___ Information provided

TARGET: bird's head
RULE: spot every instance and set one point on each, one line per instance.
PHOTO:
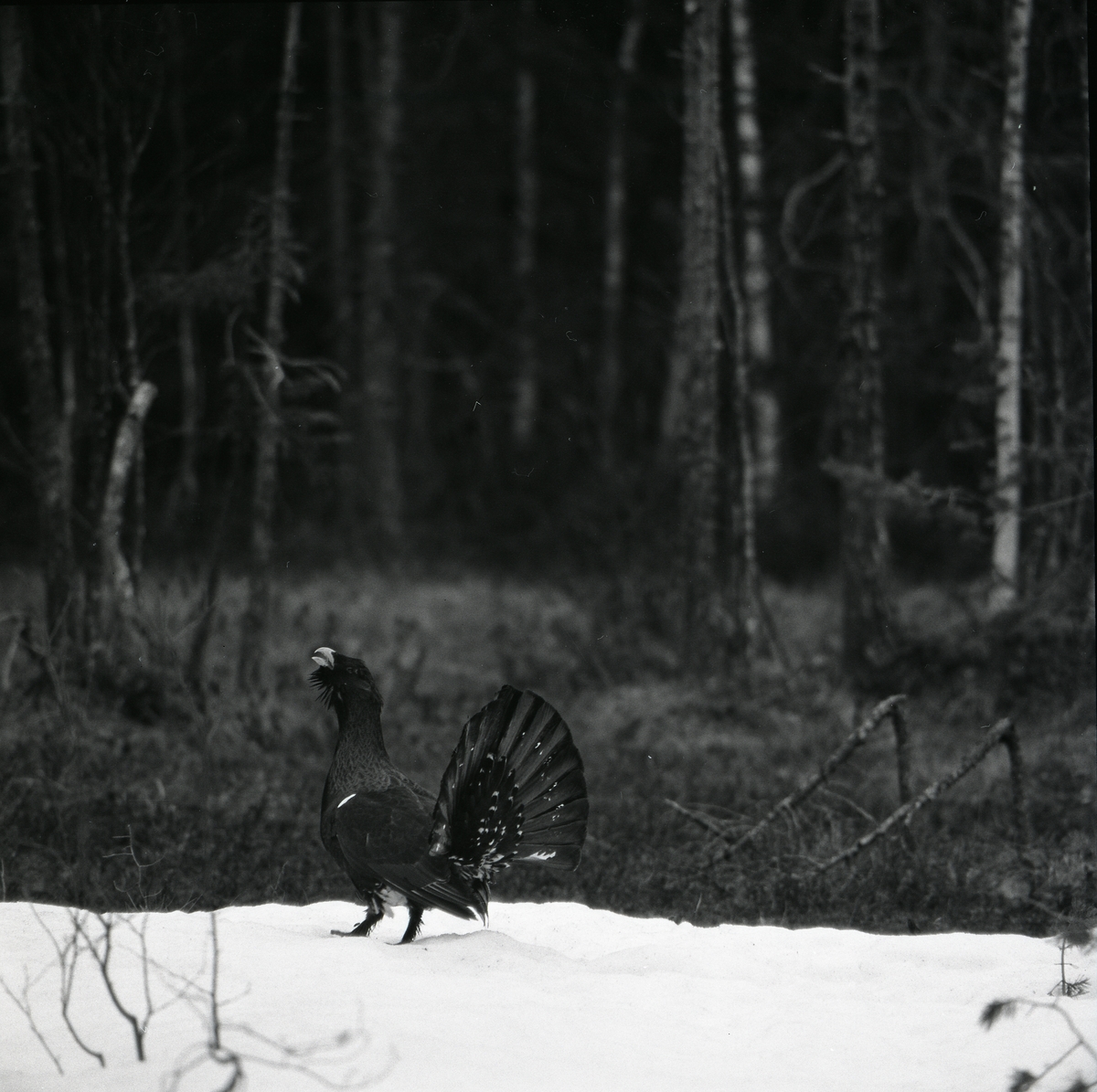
(341, 678)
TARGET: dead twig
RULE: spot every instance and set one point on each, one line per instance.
(906, 812)
(884, 709)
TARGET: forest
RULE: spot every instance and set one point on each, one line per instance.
(721, 371)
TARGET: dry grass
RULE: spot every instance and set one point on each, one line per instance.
(133, 797)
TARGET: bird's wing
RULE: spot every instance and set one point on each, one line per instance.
(383, 839)
(389, 824)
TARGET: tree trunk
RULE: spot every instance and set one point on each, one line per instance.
(741, 484)
(615, 237)
(66, 320)
(690, 423)
(48, 431)
(116, 581)
(1007, 364)
(134, 371)
(257, 614)
(185, 490)
(379, 346)
(341, 301)
(756, 292)
(866, 621)
(527, 382)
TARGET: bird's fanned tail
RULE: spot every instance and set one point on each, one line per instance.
(514, 790)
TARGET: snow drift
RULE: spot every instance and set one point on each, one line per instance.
(551, 996)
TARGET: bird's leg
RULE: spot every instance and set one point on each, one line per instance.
(363, 928)
(415, 920)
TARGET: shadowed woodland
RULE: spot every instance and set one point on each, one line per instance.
(717, 369)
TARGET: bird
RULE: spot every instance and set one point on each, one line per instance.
(514, 790)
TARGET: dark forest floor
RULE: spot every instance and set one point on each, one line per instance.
(133, 799)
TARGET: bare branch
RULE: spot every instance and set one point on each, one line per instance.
(23, 1004)
(793, 203)
(908, 811)
(851, 744)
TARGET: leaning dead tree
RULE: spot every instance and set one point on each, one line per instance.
(1007, 366)
(269, 378)
(690, 433)
(53, 493)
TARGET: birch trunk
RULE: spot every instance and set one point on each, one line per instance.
(257, 614)
(690, 424)
(866, 632)
(118, 591)
(527, 382)
(617, 193)
(756, 281)
(379, 346)
(744, 475)
(48, 431)
(66, 319)
(1007, 364)
(134, 369)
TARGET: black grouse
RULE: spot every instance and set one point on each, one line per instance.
(514, 790)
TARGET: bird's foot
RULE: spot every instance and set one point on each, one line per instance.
(362, 928)
(415, 922)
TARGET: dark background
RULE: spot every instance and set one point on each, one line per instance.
(133, 789)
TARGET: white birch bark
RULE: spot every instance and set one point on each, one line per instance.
(756, 281)
(1007, 364)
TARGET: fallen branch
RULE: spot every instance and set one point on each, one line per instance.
(997, 735)
(884, 709)
(701, 819)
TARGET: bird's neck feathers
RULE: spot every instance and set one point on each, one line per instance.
(359, 715)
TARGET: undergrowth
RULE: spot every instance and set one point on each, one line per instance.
(132, 796)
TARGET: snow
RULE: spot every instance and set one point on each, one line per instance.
(552, 997)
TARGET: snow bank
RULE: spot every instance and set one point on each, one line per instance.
(551, 997)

______

## [Goal of the exercise]
Return the material exactly as given, apart from the pictures.

## [Written response]
TARGET: bird's head
RULE: spot every instance and set one point on each, one line per instance.
PHOTO:
(341, 678)
TARGET: dead twig
RULE: spot every instance and set one point on each, one line per instance.
(906, 812)
(884, 709)
TARGET: forest
RULE: spot every instance and set one point on each, one line per instance.
(721, 371)
TARGET: dry grass
RULE: spot every instance and set one point on each, one line per instance.
(133, 797)
TARGET: bird's wing
RULE: spot every instance and set one point on each, one line per instance.
(383, 839)
(389, 824)
TARGET: tree trunk
RULE: spot every instance and set one point on each, one line per instance.
(741, 484)
(615, 237)
(66, 320)
(690, 423)
(48, 431)
(116, 581)
(1007, 364)
(134, 371)
(257, 614)
(185, 490)
(379, 346)
(341, 301)
(756, 292)
(866, 621)
(527, 382)
TARGET: bird's fanned tail
RULE: spot every instance and set one point on each, one line per instance.
(514, 790)
TARGET: snow drift
RULE: spot every instance and set one point on each, one line per instance.
(551, 996)
TARGET: bird's leg
RULE: spot every instance and set one point on each, one line per instance.
(363, 928)
(415, 920)
TARGET: shadowed woodland
RULE: spot every instance and set one point on each, one line per instance.
(717, 369)
TARGET: bird
RULE: spot every instance and set one point on each, one line per instance.
(514, 790)
TARGET: dark forest floor
RULE: spot every instance and set one point on each, one line per instance.
(133, 799)
TARGET: bare branch
RULE: spot every instance and set one point on each, one line per instance.
(23, 1004)
(793, 203)
(908, 811)
(851, 744)
TARGET: leaning dead tree
RULE: spot every instance and set one point on each, one line per instance.
(1007, 366)
(269, 378)
(690, 433)
(53, 493)
TARGET: birch trunk
RULE: spot every instance and set one point on each, one line per instance.
(257, 614)
(690, 424)
(866, 632)
(118, 591)
(527, 382)
(617, 193)
(756, 281)
(379, 346)
(744, 475)
(48, 431)
(66, 319)
(1007, 364)
(134, 369)
TARGET: black grouse
RULE: spot every instance and set one point on each, one line per instance.
(514, 790)
TARGET: bird's foot
RULE: spot every instance and set one point on each, one line per instance.
(362, 928)
(415, 922)
TARGET: dark background
RULE: spot every instance and set one point on each, one line per instance.
(133, 789)
TARGET: white birch bark
RULE: spot every instance and set one point on each, one line per instance.
(756, 281)
(1007, 364)
TARGET: fallen branch
RULE: spot every instance and set one point on each, one line per instance.
(997, 735)
(884, 709)
(701, 819)
TARGET: bird's neck feathers
RULE: spot every instance and set one point on each, one line per instance.
(359, 715)
TARGET: undergrowth
RULE: spot every instance and set one point on each, one line per instance.
(132, 796)
TARGET: snow
RULE: spot every instance and set one point on each, one line per instance.
(552, 997)
TARGET: snow bank
RULE: spot every instance and set one point on each, one line per instance.
(551, 997)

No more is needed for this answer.